SELECTION ->
---*---
Well, hell is paved with good intentions, eh ? That is another kind of scenario I could imagine, yes.

I guess the Fantasy genre, especially Tolkien's, relies on the same logic you can find in the Bible. The fragile good, facing the forces of evil, and vainly resisting "temptation" and the attraction of power (which crystallizes in the one Ring). This genre also introduced the concept of *moral determinism*, which is fascinating. Following this natural logic, people would do evil, destroy, because it is in their nature, juste like we eat, breathe and reproduce.

In itself, moral determinism doesn't give images of pure evil, or pure kindness. Its simply natural, normal - some kind of an instinct. This helps you to create sympathetic foes, for they are seen as creatures manipulated, trapped by their inner-selves, and forced to do evil since it's what they were made for.

I always figured that the Burden of Evil was a way to humanize the monster. For they are just puppets, powerless in the face of their nature.


----------



## Alexandra (Dec 24, 2013)

Nagash said:


> ... Of course this is an incredibly naive - or religious - way to orientate a story, but after all it is the core mechanism of Tolkien's work.



The roots for the conflicts in Tolkien's world are more 'our-worldly' than a straight-forward good vs evil conflict. JRR was profoundly affected by World War I and Frodo's journey to Mordor is reminiscent of a soldier's trek through Europe from west to east, through the various no-man's lands as the fronts fluctuated between 1914 and 1918. As to the politics, a slow plod through the Silmarillion (a journey I've not undertaken for a long, long time) might reveal more parallels between Middle Earth and our Earth.


----------



## Nagash (Dec 24, 2013)

Actually, there is enormous connection between the middle earth and our world. Some might even speculate that Tolkien's books and novels, are actually a rework of our Dark Ages. An era of darkness, trouble, conflict, where magic was omnipresent through the beliefs and superstitions. As the lord of the rings closes in to an end, dwarves disappear in their mountains; elves set sails to the undying lands; the legions of Sauron are disbanded and most surviving orcs, trolls and goblins crawl back in their caves, in the far east. Long gone are the darkness, might and magic of the Silmarillion, since this is the dawn of the world of men - and, as it is implied, our world. Thus began our history, all the fantasy of the past being slowly wiped clean. There has been many theories about what Tolkien tried to convey through this imagery; some believe it was a way to represent the disenchantment of the world as faith and biblical conception stepped back as our history went forward.

This being said, all you said Alexandra is true. The fact that Tolkien's world is religiously driven, however, is also true, giving Middle-Earth some bi-polar morality; our world however, seems slightly more complex in this regard.
---*---
SHORT TASK A -> Summarize the forum discussion about Tolkien in three sentences.
SHORT TASK B -> Extract the passage of the forum discussion about Tolkien from "This being said, all" up to and including "in this regard.".
SHORT TASK C -> Extend the forum discussion about Tolkien past the point where it stops.

(Items from a data source)
---*---
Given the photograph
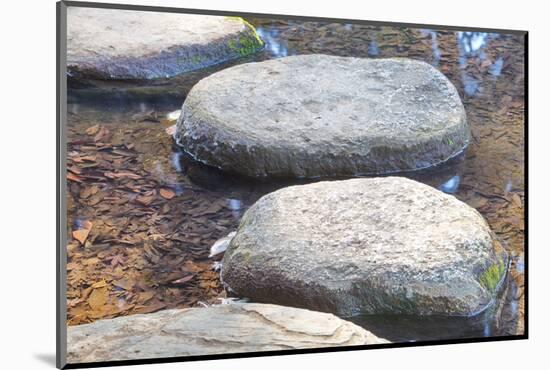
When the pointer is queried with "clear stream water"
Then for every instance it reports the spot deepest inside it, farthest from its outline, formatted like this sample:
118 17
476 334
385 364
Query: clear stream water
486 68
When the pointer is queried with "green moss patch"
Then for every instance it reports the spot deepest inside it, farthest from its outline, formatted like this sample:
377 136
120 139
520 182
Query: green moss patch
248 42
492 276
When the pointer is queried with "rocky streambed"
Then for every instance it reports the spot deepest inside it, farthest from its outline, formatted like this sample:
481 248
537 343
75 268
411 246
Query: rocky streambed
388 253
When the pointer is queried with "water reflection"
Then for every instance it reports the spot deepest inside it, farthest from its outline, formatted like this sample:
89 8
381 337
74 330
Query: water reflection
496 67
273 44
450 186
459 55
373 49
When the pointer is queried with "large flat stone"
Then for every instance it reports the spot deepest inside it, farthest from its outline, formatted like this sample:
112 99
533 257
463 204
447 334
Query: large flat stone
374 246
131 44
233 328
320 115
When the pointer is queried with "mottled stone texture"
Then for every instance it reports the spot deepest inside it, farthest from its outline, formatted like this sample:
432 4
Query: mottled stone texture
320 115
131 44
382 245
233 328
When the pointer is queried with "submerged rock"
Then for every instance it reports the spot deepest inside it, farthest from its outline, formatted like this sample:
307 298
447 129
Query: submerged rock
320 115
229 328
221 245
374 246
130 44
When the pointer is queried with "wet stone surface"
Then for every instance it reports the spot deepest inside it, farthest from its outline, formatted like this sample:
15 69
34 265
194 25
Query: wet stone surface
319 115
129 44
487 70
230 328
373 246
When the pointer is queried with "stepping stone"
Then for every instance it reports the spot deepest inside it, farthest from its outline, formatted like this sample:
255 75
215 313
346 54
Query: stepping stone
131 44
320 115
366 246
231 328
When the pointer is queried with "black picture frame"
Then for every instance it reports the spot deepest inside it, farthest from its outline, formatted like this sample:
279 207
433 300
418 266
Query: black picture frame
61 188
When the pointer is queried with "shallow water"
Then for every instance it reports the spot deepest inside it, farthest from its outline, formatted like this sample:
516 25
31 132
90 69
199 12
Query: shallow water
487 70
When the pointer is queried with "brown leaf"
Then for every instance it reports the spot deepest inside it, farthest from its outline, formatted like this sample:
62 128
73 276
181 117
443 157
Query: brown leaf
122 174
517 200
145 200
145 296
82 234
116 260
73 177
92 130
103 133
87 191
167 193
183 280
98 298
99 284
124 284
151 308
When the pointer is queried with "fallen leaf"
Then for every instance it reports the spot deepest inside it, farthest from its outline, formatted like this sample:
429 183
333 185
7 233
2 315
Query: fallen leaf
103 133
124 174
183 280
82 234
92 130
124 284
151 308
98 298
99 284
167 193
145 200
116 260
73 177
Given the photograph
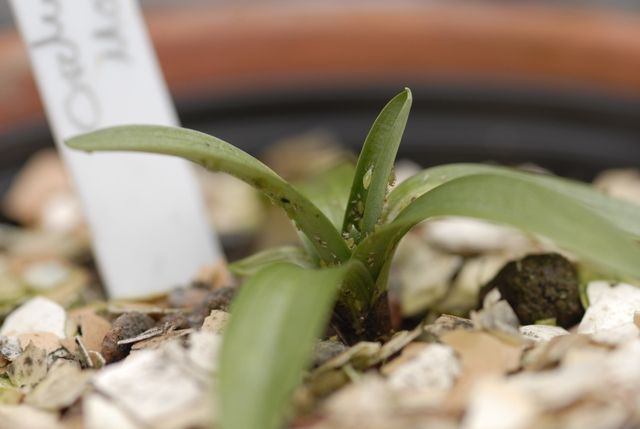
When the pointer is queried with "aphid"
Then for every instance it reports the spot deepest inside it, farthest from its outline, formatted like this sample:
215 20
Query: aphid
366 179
---*---
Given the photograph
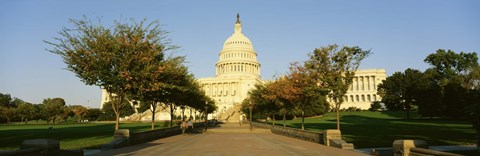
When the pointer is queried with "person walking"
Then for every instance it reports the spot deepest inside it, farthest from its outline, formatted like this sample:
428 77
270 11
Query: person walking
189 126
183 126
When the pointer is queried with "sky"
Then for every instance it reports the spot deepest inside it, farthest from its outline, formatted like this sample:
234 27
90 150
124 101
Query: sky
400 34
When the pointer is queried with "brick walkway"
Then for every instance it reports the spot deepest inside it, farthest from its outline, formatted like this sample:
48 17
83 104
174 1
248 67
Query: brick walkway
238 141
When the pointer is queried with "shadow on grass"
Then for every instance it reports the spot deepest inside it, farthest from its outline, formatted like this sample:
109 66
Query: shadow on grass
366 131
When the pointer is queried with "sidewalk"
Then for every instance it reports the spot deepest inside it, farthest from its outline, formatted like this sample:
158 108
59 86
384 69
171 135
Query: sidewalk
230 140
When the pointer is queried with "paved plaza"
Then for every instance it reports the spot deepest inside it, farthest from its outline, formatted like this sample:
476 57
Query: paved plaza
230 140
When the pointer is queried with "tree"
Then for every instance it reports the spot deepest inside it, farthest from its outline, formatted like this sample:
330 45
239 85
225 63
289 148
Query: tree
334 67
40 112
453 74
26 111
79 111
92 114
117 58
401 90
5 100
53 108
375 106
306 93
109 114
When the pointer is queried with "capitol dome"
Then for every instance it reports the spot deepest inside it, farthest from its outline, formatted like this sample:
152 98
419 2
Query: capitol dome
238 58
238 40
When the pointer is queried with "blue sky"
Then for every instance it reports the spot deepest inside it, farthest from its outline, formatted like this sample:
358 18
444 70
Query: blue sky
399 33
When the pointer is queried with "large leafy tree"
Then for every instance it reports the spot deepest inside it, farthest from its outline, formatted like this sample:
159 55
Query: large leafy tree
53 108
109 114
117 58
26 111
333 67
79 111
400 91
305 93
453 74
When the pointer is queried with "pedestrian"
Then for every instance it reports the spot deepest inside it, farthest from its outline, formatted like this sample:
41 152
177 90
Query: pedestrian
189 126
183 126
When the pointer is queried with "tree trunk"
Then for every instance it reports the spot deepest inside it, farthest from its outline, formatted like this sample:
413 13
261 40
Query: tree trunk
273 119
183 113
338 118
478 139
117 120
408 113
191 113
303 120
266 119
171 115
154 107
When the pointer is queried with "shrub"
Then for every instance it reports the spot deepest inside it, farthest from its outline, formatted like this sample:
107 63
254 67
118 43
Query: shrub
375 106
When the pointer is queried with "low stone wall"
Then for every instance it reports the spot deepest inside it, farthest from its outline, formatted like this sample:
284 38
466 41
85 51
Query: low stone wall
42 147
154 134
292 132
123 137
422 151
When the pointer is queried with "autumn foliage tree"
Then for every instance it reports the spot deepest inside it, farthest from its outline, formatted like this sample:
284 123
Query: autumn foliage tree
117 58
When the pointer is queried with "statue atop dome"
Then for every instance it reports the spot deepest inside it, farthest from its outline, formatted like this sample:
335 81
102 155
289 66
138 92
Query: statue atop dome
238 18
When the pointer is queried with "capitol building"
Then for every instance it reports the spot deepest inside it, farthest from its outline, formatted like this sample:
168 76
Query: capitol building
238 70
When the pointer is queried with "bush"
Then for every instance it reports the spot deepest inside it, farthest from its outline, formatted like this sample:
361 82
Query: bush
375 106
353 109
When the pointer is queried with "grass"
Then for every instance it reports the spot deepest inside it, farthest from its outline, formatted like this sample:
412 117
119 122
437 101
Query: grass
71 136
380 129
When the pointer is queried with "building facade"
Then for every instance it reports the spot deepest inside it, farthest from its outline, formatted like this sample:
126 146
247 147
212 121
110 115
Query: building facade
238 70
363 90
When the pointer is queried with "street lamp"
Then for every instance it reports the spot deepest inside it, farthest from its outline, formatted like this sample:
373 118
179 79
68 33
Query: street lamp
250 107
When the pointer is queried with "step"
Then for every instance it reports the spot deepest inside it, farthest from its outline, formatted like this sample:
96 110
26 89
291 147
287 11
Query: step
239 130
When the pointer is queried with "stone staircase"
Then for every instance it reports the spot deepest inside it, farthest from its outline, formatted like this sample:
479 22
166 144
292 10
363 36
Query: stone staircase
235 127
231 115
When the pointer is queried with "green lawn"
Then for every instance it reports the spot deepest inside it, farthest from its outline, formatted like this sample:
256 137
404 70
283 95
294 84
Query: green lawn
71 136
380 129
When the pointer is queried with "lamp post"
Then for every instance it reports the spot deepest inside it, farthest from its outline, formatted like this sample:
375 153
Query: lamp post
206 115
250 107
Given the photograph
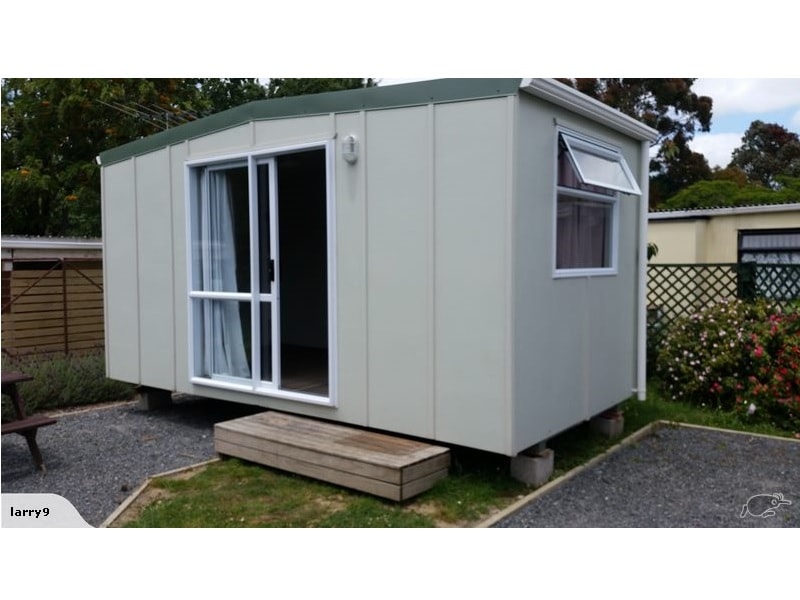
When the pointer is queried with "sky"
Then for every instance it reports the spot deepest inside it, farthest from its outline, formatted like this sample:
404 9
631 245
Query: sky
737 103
---*---
OUTPUT A -> One poster argues that Tolkien's fantasy follows the biblical logic of a fragile good resisting evil and the pull of power, and that it introduces moral determinism, in which creatures do evil because it is their nature, making them sympathetic. Alexandra replies that the roots of Tolkien's conflicts are more worldly, since he was deeply affected by World War I and Frodo's journey recalls a soldier's trek across Europe. Nagash answers that Middle-earth may be a rework of our Dark Ages that gives way to the world of men, and he agrees with Alexandra while holding that Tolkien's world is still religiously driven.

OUTPUT B ->
This being said, all you said Alexandra is true. The fact that Tolkien's world is religiously driven, however, is also true, giving Middle-Earth some bi-polar morality; our world however, seems slightly more complex in this regard.

OUTPUT C ->
----------



## Braveface (Dec 24, 2013)

I heard their junk was bigger than mine.


----------



## Malik (Dec 24, 2013)




----------



## Alexandra (Dec 24, 2013)

TheMirrorMage said:


> I was thinking that a list of reasons why one group might attack another would be useful.



War is the backdrop to _The Songs..._. The White Wolf, Lord High King of the Lands of Light and of the Easterlies, has a serious problem at home. He wishes to marry his mistress but believes his people will not accept her as his Queen; He's right, she is a noble but not a royal and has a questionable reputation. Depending upon which part of the realm you are visiting she is known as the Grand Whore, the Weaver of Tears, that woman, or Child Eater. The Wolf believes that if she were made royal before marriage and sat upon the throne of another kingdom the Wolf's people would accept her, albeit grudgingly. Eventually even the most cynical would grow to love her as he does.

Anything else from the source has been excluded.